• **Exercise prompt**
Copy the lines in the records below word for word, leaving out the pictures.

• **Dataset records**
════════

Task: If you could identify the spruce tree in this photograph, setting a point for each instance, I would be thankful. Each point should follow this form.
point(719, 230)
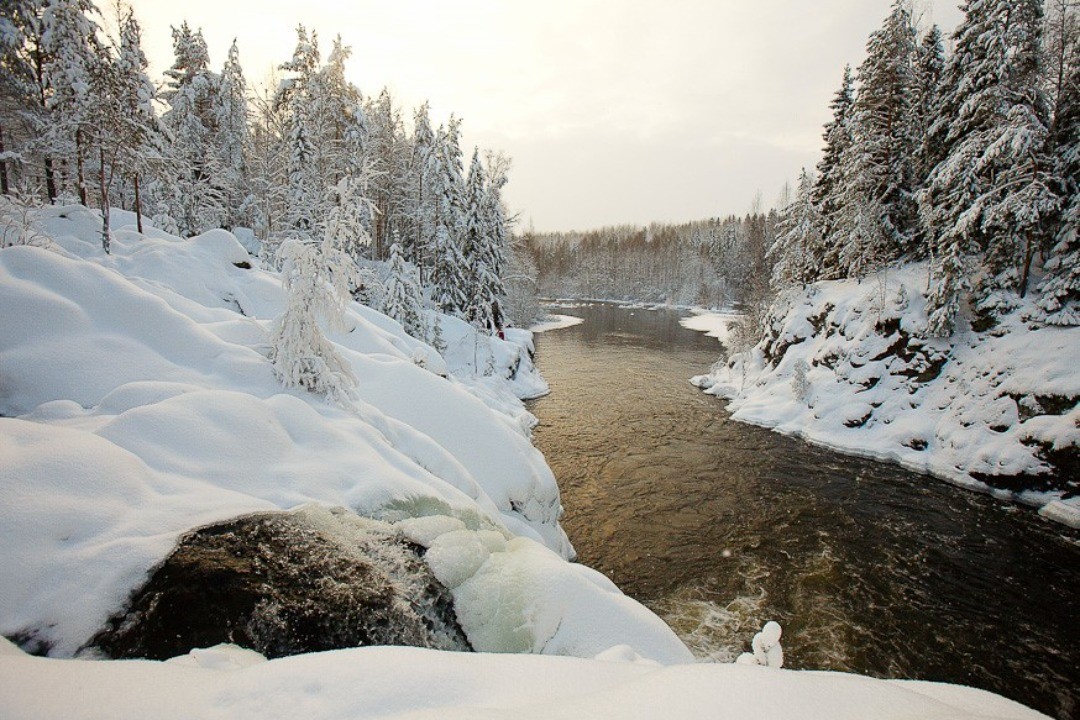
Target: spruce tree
point(191, 194)
point(991, 194)
point(875, 218)
point(1060, 301)
point(404, 298)
point(798, 229)
point(232, 138)
point(826, 193)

════════

• **Answer to the problem**
Task: If you could identify the spruce tree in this photograph, setting a point for each instance, I would be thankful. Each point should follow this form.
point(719, 230)
Target: spruce tree
point(191, 194)
point(991, 194)
point(875, 218)
point(1060, 301)
point(404, 298)
point(798, 229)
point(232, 138)
point(826, 193)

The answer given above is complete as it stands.